Entries shown:
--- BEGIN ---

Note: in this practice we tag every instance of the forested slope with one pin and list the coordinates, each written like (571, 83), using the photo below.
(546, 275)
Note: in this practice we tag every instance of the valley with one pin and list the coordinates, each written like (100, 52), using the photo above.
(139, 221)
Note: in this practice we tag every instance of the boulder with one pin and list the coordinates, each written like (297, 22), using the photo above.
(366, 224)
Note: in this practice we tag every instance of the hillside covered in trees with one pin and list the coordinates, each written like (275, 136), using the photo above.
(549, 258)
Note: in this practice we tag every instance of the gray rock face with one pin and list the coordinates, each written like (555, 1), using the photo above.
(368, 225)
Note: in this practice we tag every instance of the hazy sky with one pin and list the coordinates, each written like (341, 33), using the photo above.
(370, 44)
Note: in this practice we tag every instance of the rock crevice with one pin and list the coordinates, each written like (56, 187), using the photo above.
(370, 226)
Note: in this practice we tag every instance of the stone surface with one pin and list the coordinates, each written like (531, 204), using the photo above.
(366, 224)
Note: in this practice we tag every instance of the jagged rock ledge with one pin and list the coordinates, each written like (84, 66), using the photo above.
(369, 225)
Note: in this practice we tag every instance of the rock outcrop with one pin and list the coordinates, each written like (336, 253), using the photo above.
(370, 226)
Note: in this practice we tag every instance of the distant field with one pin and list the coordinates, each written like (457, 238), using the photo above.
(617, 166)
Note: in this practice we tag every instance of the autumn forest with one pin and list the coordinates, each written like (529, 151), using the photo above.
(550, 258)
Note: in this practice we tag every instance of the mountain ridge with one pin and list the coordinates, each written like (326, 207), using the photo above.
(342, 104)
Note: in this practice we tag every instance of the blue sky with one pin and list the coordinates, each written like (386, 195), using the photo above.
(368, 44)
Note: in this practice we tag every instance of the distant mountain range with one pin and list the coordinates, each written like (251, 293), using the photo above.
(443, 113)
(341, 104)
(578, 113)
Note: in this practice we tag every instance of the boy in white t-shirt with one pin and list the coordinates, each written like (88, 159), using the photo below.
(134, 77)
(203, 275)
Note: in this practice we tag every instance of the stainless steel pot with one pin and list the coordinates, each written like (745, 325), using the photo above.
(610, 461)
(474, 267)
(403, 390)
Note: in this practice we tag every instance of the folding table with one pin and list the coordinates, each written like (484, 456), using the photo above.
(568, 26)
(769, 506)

--- END ---

Copy every one of the records above word for word, with no changes.

Response to the exercise:
Note: in this practice we tag every instance of the forested slope with one pin and list the coordinates, each written like (571, 83), using the photo below.
(546, 275)
Note: in this practice we tag every instance of the valley with one pin and list the coordinates, each written like (100, 52), using the photo above.
(139, 221)
Note: in this practice we tag every instance of the boulder with one pin and list the coordinates, each written like (297, 22), using the photo above.
(366, 224)
Note: in this practice we tag every instance of the hillside covered in trees with one pin and list the coordinates, each written like (275, 136), using the photo above.
(549, 258)
Note: in this practice we tag every instance of the gray rock face with one pin and list the coordinates, each written like (555, 1), using the photo above.
(368, 225)
Note: in this practice we tag every instance of the hazy sky with one pin and list the coordinates, each written like (341, 33), using the photo above.
(370, 44)
Note: in this practice we tag every instance of the rock crevice with one pin and list the coordinates, each written like (56, 187), using the photo above.
(370, 226)
Note: in this practice we tag every instance of the stone surface with one pin and list the coordinates, each written like (531, 204), using the photo above.
(366, 224)
Note: in this practice we tag every instance of the jagged rock ledge with one pin and list the coordinates, each written like (84, 66), using the photo above.
(369, 225)
Note: in this practice we tag every instance of the rock outcrop with one pin and list the coordinates, each written like (336, 253), using the photo above.
(370, 226)
Note: in this practice we tag every instance of the distant field with one pin and list the coordinates, each written like (457, 238), using the photo above.
(617, 166)
Note: in this practice we tag every instance of the autumn forest with one pin and list the coordinates, each written like (529, 151), using the photo above.
(550, 258)
Note: in this practice we tag every instance of the mountain ridge with one pin and list the coordinates, each written like (326, 207), using the photo above.
(342, 104)
Note: in this practice we tag every instance of the blue sky with one pin and list the coordinates, each written like (386, 195), using the photo above.
(368, 44)
Note: in this practice we tag every instance of the distant mountain range with one pin and list the coordinates, each written like (251, 293), using the photo above.
(443, 113)
(341, 104)
(578, 113)
Note: in this practice we tag every instance of the boy in white t-shirt with one pin and list the coordinates, each written like (88, 159), using the photo below.
(134, 77)
(203, 275)
Note: in this practice we tag every instance of the stainless steel pot with one pin and list the coordinates, each written like (745, 325), using the photo above.
(610, 461)
(474, 267)
(403, 390)
Note: in this practice we tag every instance of the folding table with one pin and list the coordinates, each written like (484, 456), using the photo above.
(568, 26)
(769, 506)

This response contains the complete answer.